Dataset excerpt:
------------------------------------------------------------------------
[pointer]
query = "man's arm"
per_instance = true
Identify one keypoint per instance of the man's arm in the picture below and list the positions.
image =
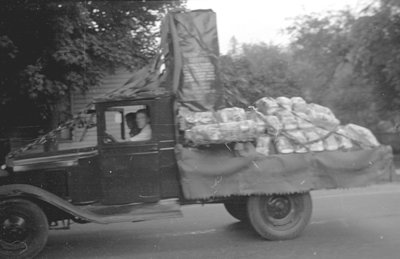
(145, 134)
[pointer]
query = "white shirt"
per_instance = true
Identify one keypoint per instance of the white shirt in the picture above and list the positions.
(145, 134)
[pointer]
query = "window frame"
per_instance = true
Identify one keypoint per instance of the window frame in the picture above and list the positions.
(103, 107)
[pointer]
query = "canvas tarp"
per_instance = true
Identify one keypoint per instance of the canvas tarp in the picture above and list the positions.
(218, 172)
(190, 44)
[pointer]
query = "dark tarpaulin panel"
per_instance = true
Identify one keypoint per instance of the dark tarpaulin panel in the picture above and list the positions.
(190, 41)
(217, 172)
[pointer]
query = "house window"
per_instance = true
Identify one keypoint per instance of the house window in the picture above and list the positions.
(127, 124)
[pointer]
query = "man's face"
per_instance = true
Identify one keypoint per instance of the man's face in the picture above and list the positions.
(141, 120)
(130, 124)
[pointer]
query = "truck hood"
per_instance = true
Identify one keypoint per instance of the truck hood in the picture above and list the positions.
(50, 160)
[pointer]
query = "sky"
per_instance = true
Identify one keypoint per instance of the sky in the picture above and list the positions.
(252, 21)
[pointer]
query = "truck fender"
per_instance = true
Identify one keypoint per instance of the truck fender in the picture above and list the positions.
(29, 191)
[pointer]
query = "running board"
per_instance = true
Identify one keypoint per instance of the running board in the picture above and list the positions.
(132, 212)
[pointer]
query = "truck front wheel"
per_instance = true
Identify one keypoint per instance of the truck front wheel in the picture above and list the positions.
(279, 217)
(23, 229)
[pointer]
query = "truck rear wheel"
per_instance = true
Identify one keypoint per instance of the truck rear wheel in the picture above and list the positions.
(23, 230)
(238, 210)
(279, 217)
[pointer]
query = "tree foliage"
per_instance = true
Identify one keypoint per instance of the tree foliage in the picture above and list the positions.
(347, 61)
(49, 48)
(256, 70)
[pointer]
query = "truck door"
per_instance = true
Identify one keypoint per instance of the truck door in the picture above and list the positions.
(129, 169)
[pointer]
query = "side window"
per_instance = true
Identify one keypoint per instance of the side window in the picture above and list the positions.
(127, 124)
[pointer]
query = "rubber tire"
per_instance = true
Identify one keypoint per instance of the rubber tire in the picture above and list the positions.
(269, 231)
(38, 222)
(237, 210)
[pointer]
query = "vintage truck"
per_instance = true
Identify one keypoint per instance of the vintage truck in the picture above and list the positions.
(125, 181)
(118, 180)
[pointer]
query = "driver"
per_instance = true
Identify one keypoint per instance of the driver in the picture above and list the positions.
(143, 123)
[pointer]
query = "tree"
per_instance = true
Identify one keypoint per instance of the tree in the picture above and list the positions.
(49, 48)
(258, 70)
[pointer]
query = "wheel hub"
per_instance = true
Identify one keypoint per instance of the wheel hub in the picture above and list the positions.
(279, 207)
(14, 232)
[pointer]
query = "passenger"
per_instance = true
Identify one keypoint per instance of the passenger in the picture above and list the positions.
(143, 123)
(131, 123)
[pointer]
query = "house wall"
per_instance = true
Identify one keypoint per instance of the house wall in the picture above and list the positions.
(79, 101)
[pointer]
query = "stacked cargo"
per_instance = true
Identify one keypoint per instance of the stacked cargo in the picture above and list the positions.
(282, 125)
(224, 126)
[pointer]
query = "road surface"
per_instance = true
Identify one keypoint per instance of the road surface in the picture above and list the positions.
(357, 223)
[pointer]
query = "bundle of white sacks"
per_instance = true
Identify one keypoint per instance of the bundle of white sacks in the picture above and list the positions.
(282, 125)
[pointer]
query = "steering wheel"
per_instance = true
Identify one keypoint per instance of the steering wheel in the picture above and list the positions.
(108, 138)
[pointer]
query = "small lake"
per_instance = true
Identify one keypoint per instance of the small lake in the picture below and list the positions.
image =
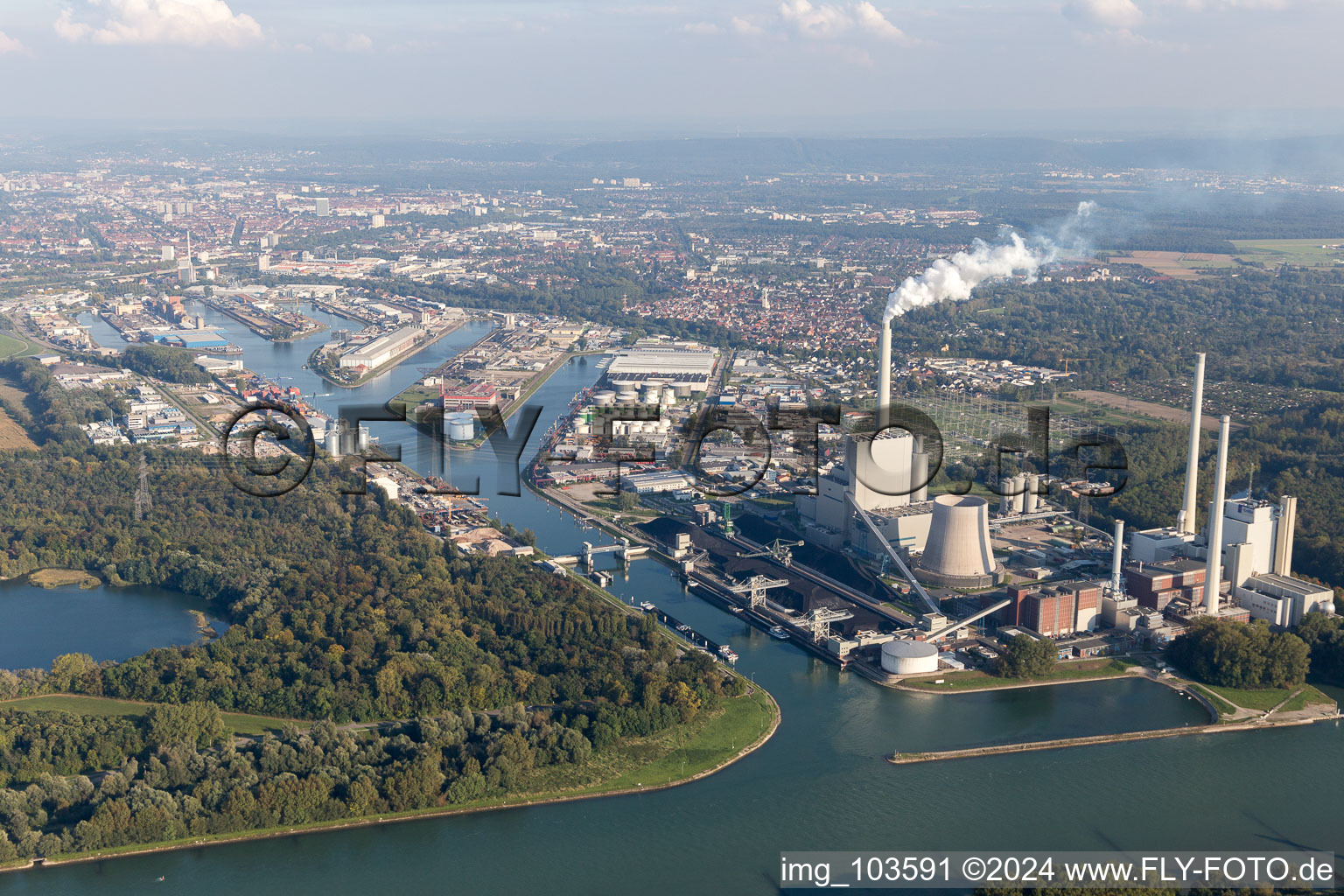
(38, 625)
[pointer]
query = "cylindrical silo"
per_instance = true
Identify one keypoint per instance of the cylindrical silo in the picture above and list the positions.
(909, 657)
(461, 426)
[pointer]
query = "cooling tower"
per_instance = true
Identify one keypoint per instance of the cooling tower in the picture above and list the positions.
(1186, 519)
(957, 554)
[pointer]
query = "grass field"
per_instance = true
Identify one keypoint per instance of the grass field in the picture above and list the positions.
(1063, 672)
(697, 747)
(60, 578)
(238, 722)
(1260, 699)
(12, 437)
(1222, 705)
(1140, 409)
(1306, 253)
(1178, 265)
(12, 346)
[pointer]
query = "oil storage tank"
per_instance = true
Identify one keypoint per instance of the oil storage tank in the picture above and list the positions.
(461, 426)
(909, 657)
(957, 554)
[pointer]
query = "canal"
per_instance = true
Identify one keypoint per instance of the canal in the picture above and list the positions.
(819, 783)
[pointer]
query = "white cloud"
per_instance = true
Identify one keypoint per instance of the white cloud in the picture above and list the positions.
(192, 23)
(348, 43)
(744, 25)
(1110, 15)
(828, 20)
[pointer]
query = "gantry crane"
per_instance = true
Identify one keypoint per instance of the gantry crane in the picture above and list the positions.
(819, 622)
(690, 560)
(780, 550)
(756, 589)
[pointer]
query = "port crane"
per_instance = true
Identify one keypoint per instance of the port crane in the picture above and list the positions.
(817, 622)
(690, 560)
(756, 589)
(780, 550)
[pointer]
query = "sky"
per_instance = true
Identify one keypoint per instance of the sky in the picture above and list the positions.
(680, 66)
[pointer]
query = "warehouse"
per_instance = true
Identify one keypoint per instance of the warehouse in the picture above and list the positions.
(382, 349)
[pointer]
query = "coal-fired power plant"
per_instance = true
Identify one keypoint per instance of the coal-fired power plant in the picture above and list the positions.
(958, 554)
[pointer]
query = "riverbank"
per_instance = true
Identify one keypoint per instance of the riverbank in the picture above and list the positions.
(982, 682)
(63, 578)
(752, 712)
(410, 352)
(906, 758)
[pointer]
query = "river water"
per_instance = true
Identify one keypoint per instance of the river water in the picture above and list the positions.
(819, 783)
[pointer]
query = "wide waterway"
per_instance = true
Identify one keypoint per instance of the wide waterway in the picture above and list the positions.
(819, 783)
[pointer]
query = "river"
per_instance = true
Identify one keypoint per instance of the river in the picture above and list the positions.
(819, 783)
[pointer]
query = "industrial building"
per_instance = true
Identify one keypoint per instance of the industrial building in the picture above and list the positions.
(1246, 547)
(382, 349)
(683, 366)
(958, 552)
(654, 482)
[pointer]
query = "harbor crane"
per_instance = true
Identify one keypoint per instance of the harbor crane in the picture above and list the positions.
(756, 589)
(819, 622)
(780, 550)
(690, 560)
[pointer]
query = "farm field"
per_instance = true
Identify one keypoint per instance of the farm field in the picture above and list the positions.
(1306, 253)
(1144, 409)
(1178, 265)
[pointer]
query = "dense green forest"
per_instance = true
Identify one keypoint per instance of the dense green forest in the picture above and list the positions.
(1239, 654)
(341, 609)
(341, 606)
(72, 783)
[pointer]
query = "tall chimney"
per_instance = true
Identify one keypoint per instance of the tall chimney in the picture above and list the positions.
(885, 378)
(1186, 519)
(1115, 557)
(1284, 540)
(1214, 571)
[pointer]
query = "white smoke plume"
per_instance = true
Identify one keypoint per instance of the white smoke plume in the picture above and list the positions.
(955, 278)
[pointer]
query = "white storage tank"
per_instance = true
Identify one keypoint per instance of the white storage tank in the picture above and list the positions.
(909, 657)
(461, 426)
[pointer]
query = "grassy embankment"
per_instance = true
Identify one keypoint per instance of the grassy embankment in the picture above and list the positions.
(241, 723)
(62, 578)
(694, 750)
(1080, 670)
------------------------------------------------------------------------
• [Instructions for the task] Reproduce each entry precisely. Leave the pictures out.

• [Written reply]
[pointer]
query = "man's arm"
per_instance = true
Identify one keypoint per instance of the man's arm in the picture below and list the positions.
image =
(145, 134)
[pointer]
query = "white shirt"
per_instance = true
Identify one keypoint per instance of the white shirt in the picture above and list the positions.
(145, 134)
[pointer]
query = "window frame"
per_instance = true
Identify one keypoint per instance of the window frame in the picture above and list the positions.
(103, 107)
[pointer]
query = "canvas tarp"
per_instance = true
Identify one keypoint per instance of the canvas tarp in the picture above and list the positions.
(218, 172)
(190, 44)
[pointer]
query = "dark tarpaulin panel"
per_instance = true
Identify one keypoint per instance of the dark tarpaulin panel in the picture above and list the positions.
(190, 41)
(217, 172)
[pointer]
query = "house window"
per_instance = true
Identify one keypoint per instance of the house window in the picture above and list the positions.
(127, 124)
[pointer]
query = "man's face"
per_instance = true
Identify one keypoint per instance of the man's face in the picture above and list the positions.
(141, 120)
(130, 124)
[pointer]
query = "truck hood"
per_instance = true
Identify one keypoint per instance of the truck hood in the picture above and list the positions.
(50, 160)
[pointer]
query = "sky"
per_instance = true
Identify one keypoint per instance of the sky in the picture above and list the positions.
(252, 21)
[pointer]
query = "truck fender"
per_instance = true
Identify one keypoint per instance of the truck fender in the picture above and list the positions.
(29, 191)
[pointer]
query = "running board"
per_instance = true
Identify one keypoint per instance of the running board in the picture above and list the positions.
(132, 212)
[pointer]
query = "truck front wheel"
per_instance = true
Identify one keypoint per instance of the truck front wheel in the picture above and list the positions.
(279, 217)
(23, 229)
[pointer]
query = "truck rear wheel"
per_instance = true
Identify one keypoint per instance of the truck rear wheel in the picture above and list the positions.
(23, 230)
(238, 210)
(279, 217)
[pointer]
query = "tree foliage"
per_instance = true
Identify one keypoint per instance of the tree foliage in the picture above and list the positions.
(347, 61)
(49, 48)
(256, 70)
[pointer]
query = "truck door"
per_instance = true
Identify one keypoint per instance of the truck door in the picture above and list the positions.
(129, 169)
[pointer]
query = "side window"
per_instance = true
Identify one keypoint per instance of the side window in the picture above and list the positions.
(127, 124)
[pointer]
query = "rubber tire"
per_instance = true
Identify one keypoint per instance of the rubber tire in the picture above and list the positions.
(269, 231)
(38, 222)
(237, 210)
[pointer]
query = "vintage truck"
per_instance = true
Identify one keypoint per instance of the vintage truck in the picture above and list the positions.
(125, 181)
(118, 180)
[pointer]
query = "driver"
per_instance = true
Identify one keypoint per instance of the driver in the picture above and list the positions.
(143, 123)
[pointer]
query = "tree"
per_instance = true
Identify one keypoint per instance of the tree in the picture above and list the positions.
(49, 48)
(258, 70)
[pointer]
query = "wheel hub"
per_instance = true
Identify one keypoint per instance of the wheel hub in the picture above and list the positions.
(279, 207)
(14, 232)
[pointer]
query = "passenger"
per_instance = true
Identify one keypoint per instance of the passenger in the picture above and list the positions.
(143, 123)
(131, 123)
[pointer]
query = "house wall"
per_instance = true
Identify one keypoint per instance of the house wall in the picture above and list the positions.
(79, 101)
[pointer]
query = "stacked cargo"
per_instance = true
Identify one keypoint per instance of the stacked cargo in the picture above and list the positions.
(282, 125)
(224, 126)
[pointer]
query = "road surface"
per_instance = true
Identify one keypoint per instance of the road surface in the picture above and list the positions.
(357, 223)
[pointer]
query = "bundle of white sacks"
per_instance = true
Identify one keypoint per instance of the bundle of white sacks in the picture above and list the positions.
(282, 125)
[pointer]
query = "steering wheel"
per_instance = true
Identify one keypoint per instance of the steering wheel in the picture above and list the positions.
(108, 138)
[pointer]
query = "small lake"
per_instance = true
Identify one keypoint per instance of the small lake in the picture below and list the positions.
image =
(38, 625)
[pointer]
query = "cylindrical silo"
per_instance = true
Identify one keypoint per instance of the cylindrical silo in the picture above and list the positions.
(909, 657)
(461, 426)
[pointer]
query = "cooling tower"
per_instance = true
Identify one keypoint per instance of the cooling tower in the picture above and list the positions.
(1186, 519)
(957, 554)
[pointer]
query = "grass field"
per_instance = true
Identify one keypoint per instance of the grass field in the picture above and list the positions.
(1063, 672)
(697, 747)
(60, 578)
(238, 722)
(1260, 699)
(12, 437)
(1222, 705)
(1140, 409)
(1306, 253)
(1178, 265)
(12, 346)
[pointer]
query = "oil storage tank"
per_instance = true
Identify one keypoint per instance of the oil storage tank in the picture above and list the positions.
(461, 426)
(909, 657)
(957, 554)
[pointer]
query = "canal"
per_instance = true
Identify one keypoint per instance of the canal in the picture above and list the positions.
(819, 783)
[pointer]
query = "white cloud"
per_instance = true
Identify one keypoint per instance of the white cloud in the picture above and list the positions.
(192, 23)
(348, 43)
(744, 25)
(1110, 15)
(828, 20)
[pointer]
query = "gantry crane"
per_instance = true
Identify one keypoint per instance of the gantry crane in the picture above and list the positions.
(819, 622)
(690, 560)
(780, 550)
(756, 589)
[pointer]
query = "port crane"
per_instance = true
Identify one keypoint per instance of the port crane in the picture above and list the positions.
(817, 622)
(690, 560)
(756, 589)
(780, 550)
[pointer]
query = "sky"
per_instance = true
Identify one keypoint per instance of the sky in the picture above and list the positions.
(680, 66)
[pointer]
query = "warehouse"
per_instance = true
Identify one keypoint per instance of the warehouse in the picture above and list the positions.
(382, 349)
[pointer]
query = "coal-fired power plant"
per_instance = true
Identify one keypoint per instance of the coal-fired power plant in the picture above and list the positions.
(958, 554)
[pointer]
query = "riverbank"
per_instance = true
Identify one keypoint per instance of the riverbank in the picture above and list the positions.
(982, 682)
(63, 578)
(752, 712)
(410, 352)
(906, 758)
[pointer]
query = "river water"
per_instance = true
Identify one keypoint per instance of the river water in the picture above and list the positions.
(819, 783)
[pointer]
query = "wide waterway"
per_instance = true
Identify one keypoint per instance of the wide waterway in the picture above and list the positions.
(819, 783)
[pointer]
query = "river"
per_instance = true
Identify one keypoint per instance of the river in the picture above and list the positions.
(819, 783)
[pointer]
query = "industrial building"
per_instance = true
Identify one keypoint per instance of the industrial building in the picture above and list the positions.
(1246, 547)
(382, 349)
(683, 366)
(958, 552)
(654, 482)
[pointer]
query = "harbor crane"
per_instance = true
Identify one keypoint per instance of the harbor crane in the picture above and list the positions.
(756, 589)
(819, 622)
(780, 550)
(690, 560)
[pointer]
query = "farm field"
per_instance = true
Identify one keypoint per instance of the farm field in the picture above and list the positions.
(1306, 253)
(1144, 409)
(1178, 265)
[pointer]
query = "dense green forest"
per_instance = true
Identify one keypoint per instance of the dense green forest in the picture above and list the positions.
(1239, 654)
(341, 609)
(341, 606)
(72, 783)
[pointer]
query = "tall chimney"
per_instance = true
Identify one keypoint per instance of the tall chimney in the picture above and list the positions.
(885, 378)
(1186, 519)
(1115, 557)
(1284, 540)
(1214, 571)
[pointer]
query = "white smoke plume"
per_instance = true
Identify one keypoint per instance of the white smoke plume in the picture above and list the positions.
(955, 278)
[pointer]
query = "white storage tank"
per_instance = true
Identify one keypoint per instance of the white storage tank in the picture above and list the positions.
(909, 657)
(461, 426)
[pointer]
query = "grassy embankment"
per_instance = true
Identify one keypoint per instance of the grassy embankment in the picture above and list the positions.
(241, 723)
(62, 578)
(694, 750)
(1080, 670)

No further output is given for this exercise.